* _Supplied records_
════════════════════
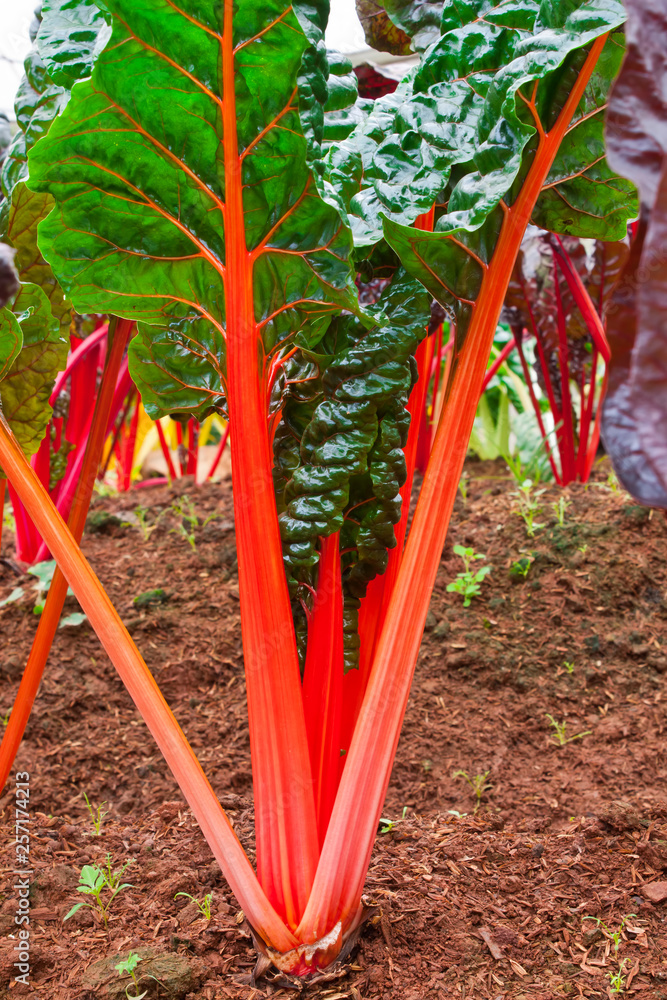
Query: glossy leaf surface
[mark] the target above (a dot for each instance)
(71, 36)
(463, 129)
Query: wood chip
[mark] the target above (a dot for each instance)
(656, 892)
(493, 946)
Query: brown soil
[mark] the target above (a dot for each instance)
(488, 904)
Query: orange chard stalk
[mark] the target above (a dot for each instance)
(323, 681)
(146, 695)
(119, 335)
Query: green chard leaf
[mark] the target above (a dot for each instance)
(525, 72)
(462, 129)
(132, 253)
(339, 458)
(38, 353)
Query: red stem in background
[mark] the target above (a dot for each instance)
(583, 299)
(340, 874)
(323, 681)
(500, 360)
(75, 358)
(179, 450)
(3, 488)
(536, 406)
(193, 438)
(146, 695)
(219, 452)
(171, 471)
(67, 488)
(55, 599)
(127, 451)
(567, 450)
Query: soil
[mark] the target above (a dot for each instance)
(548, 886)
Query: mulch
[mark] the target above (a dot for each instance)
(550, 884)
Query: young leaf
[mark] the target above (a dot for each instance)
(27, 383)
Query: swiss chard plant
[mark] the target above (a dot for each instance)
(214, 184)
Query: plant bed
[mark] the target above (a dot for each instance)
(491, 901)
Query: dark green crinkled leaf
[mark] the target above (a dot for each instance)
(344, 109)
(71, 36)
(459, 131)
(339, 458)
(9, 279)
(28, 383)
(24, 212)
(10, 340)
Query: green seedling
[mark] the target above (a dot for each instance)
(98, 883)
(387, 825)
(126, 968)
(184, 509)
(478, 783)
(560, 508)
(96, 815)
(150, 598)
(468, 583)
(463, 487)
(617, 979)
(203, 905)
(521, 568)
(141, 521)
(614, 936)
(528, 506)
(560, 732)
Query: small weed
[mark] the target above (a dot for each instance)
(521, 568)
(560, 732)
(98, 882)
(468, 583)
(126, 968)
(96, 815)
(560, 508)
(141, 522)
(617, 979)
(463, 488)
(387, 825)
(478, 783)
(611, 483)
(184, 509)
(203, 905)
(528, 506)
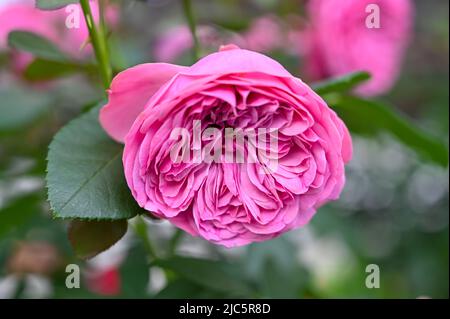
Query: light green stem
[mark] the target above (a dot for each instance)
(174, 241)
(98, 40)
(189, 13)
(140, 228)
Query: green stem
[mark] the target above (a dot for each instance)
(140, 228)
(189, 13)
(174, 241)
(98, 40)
════════════════════
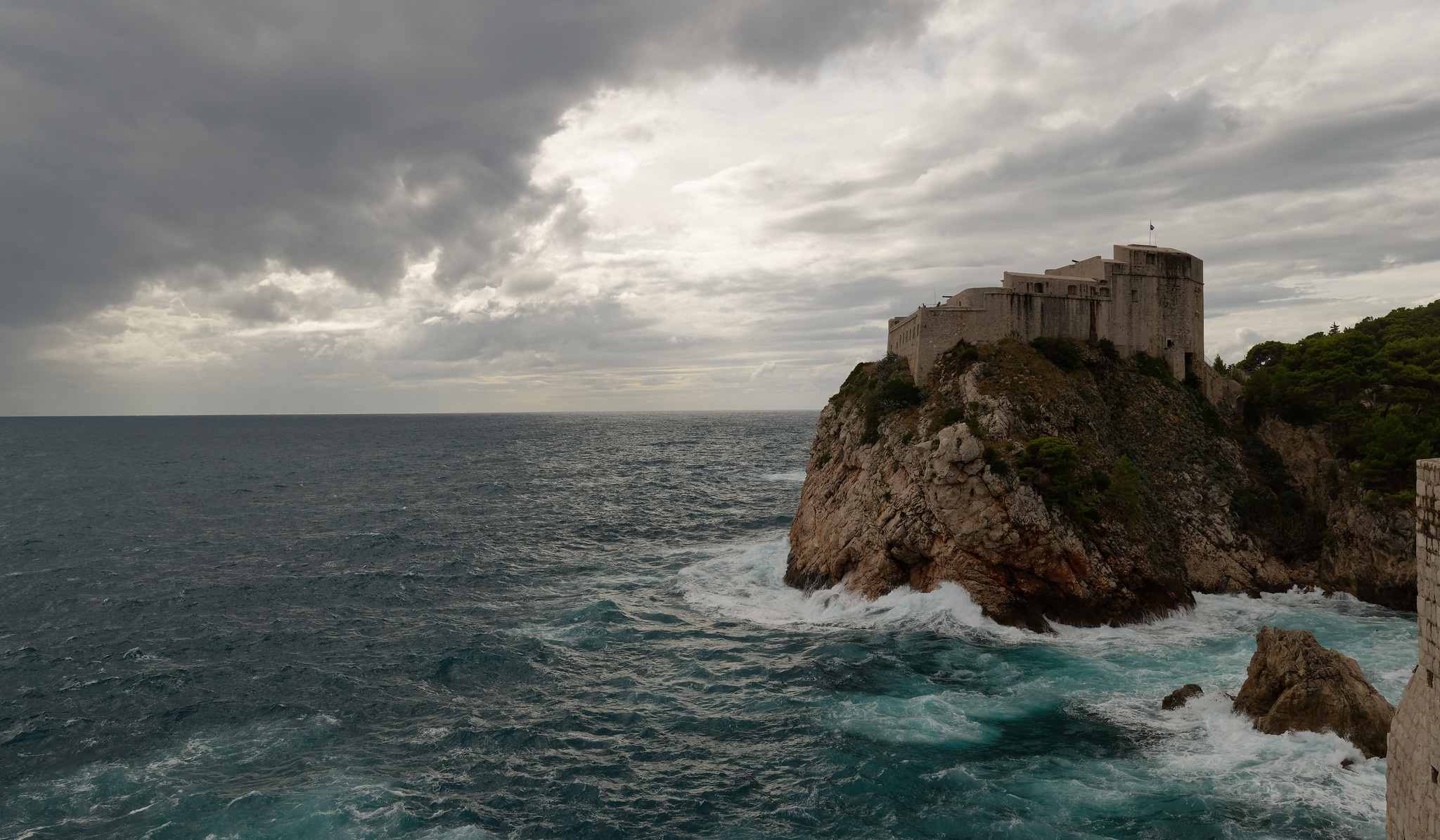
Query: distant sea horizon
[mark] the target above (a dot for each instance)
════════════════════
* _Your instructions_
From the records above, transcribe exactly the run of lines that opens with the line holding "Query: glossy leaf surface" and closes with the line holding "Query: orange chard stalk", both included.

* _Your solution_
Query: glossy leaf surface
[mark] the target above (a dot for each instance)
(71, 36)
(463, 129)
Query: wood chip
[mark] the target above (a dot for each instance)
(656, 892)
(493, 946)
Query: brown soil
[mark] the target above (a dot for each instance)
(488, 904)
Query: orange chard stalk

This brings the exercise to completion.